Serviceman Dies After Treating at VA Hospital, Family Compensated
On Oct. 28, 2014, Carol Merritt’s husband visited her at work unexpectedly to tell her their son had died. Aaron Merritt, 26, a former serviceman in the military, had gone to the emergency room of the Nashville Veterans Affairs (VA) Hospital seriously ill and lost his life less than 24 hours later. The VA eventually agreed to pay $2.5 million to settle a wrongful death lawsuit filed by the couple, but this is not an admission of fault.
According to Aaron’s parents’ lawsuit, filed in 2016, their son was the victim of a lack of communication between physicians and a failure to follow standard medical protocol.
“It’s hard to understand,” Merritt’s mother. “He did three tours of duty and then to come back…We always accepted we might get a knock at the door, that something might happen. But when he got back safely, we never thought we’d get a call in this way. I think the system let him down. He trusted them.”

PROBLEMS AND TASKS —
**A.** Answer these questions about the article on Aaron Merritt's death after treatment at the Nashville VA hospital, one answer per line:
(i) How old was Aaron Merritt?
(ii) What sum did the VA agree to pay to settle the lawsuit?
(iii) In what year did his parents file their lawsuit?
**B.** Write the next part of the article on Aaron Merritt's death after treatment at the Nashville VA hospital, starting after its final quoted remark.

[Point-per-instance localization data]
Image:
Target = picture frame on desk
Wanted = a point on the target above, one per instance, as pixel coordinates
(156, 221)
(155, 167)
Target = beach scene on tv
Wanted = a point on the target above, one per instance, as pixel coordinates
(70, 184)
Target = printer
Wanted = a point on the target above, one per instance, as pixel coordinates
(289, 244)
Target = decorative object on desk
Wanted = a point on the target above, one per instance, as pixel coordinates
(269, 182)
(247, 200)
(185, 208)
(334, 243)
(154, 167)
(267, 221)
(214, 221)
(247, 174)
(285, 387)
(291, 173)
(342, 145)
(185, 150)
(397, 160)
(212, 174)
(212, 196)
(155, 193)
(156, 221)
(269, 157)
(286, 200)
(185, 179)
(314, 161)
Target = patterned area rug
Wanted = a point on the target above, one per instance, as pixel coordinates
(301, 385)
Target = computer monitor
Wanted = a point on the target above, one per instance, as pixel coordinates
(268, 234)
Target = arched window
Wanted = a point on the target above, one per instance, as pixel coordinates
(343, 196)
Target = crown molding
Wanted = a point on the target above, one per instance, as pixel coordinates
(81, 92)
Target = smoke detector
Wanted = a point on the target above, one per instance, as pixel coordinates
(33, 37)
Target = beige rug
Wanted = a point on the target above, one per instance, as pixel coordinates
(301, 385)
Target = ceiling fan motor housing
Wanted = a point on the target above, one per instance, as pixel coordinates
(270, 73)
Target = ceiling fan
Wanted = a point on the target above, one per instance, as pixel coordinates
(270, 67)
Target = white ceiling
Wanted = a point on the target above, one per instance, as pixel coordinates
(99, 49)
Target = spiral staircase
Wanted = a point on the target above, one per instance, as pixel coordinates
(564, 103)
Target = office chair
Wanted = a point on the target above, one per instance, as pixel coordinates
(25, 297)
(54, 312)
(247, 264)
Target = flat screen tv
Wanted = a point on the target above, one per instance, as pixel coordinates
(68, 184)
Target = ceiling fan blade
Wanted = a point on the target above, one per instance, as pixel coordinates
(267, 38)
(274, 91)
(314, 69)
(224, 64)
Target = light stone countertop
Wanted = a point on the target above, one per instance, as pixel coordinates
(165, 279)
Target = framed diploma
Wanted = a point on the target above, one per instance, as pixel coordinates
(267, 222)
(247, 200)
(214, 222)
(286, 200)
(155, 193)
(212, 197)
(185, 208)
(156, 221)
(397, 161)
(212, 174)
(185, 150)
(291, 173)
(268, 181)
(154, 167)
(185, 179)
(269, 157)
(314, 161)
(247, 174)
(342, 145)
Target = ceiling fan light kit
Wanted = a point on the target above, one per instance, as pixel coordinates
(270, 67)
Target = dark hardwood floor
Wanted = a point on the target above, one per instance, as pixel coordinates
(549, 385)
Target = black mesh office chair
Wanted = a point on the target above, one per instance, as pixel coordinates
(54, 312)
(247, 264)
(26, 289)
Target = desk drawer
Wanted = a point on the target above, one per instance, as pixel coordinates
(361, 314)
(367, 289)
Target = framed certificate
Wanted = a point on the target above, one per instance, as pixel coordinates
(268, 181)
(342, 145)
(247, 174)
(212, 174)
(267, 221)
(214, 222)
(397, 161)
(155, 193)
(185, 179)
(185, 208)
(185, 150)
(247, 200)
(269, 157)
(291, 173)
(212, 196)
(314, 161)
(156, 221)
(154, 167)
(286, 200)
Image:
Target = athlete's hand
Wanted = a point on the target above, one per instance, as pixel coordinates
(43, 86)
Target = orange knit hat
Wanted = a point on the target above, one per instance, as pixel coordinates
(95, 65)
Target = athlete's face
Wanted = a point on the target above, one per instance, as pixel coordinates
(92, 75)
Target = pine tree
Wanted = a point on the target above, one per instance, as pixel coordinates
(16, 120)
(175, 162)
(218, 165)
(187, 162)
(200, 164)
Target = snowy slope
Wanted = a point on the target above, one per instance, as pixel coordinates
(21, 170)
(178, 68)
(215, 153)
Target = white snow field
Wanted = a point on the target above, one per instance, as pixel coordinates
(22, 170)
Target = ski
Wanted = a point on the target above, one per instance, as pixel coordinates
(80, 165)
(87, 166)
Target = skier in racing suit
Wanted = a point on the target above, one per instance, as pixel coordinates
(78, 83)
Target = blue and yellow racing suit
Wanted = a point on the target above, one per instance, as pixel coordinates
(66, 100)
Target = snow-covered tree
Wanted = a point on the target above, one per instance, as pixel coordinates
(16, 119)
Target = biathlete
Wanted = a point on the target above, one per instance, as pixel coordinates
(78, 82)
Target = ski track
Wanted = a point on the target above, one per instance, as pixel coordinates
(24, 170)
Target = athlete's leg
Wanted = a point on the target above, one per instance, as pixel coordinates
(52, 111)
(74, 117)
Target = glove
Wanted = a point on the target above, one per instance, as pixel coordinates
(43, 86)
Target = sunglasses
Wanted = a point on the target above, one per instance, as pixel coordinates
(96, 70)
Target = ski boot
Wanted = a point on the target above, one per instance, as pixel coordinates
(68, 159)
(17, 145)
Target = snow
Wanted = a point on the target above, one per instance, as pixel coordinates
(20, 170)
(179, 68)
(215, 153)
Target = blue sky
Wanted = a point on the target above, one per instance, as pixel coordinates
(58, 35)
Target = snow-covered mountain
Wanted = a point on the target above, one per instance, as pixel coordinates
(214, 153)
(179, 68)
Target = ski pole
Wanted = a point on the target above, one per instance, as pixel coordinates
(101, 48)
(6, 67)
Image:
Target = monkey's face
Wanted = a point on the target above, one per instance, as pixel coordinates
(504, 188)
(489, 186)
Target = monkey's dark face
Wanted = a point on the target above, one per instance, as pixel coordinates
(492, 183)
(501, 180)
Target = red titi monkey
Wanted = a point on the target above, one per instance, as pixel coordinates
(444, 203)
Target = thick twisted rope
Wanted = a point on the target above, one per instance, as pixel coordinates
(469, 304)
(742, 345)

RESPONSES —
**A.**
(i) 26
(ii) $2.5 million
(iii) 2016

**B.**
The death certificate of the former serviceman says the immediate cause of death was the acid content of his blood, septic shock, and low levels of red and white blood cells and platelets. But his family believes the death could have been prevented, according to Frank B. Thacher, the family’s attorney.
“He did three tours, one in Iraq and two in Afghanistan, and made it home but he died instead under the care of the VA. It’s unimaginable,” Carol Merritt said. “He protected all these people. Who protected Aaron?”
Thacher said, “Aaron slipped through the cracks in something that was very simple as giving a blood test. Our hope is the suit does affect some change in the VA. There’s no amount of money that can compensate Aaron for what he had to endure during the last moments of his life or what his parents lost.”
“He was just really a great kid,” his mother added. “In Afghanistan, he was always getting everyone to laugh and tried to keep everyone happy while he was there. He told me joking that he ‘was having a blast.’”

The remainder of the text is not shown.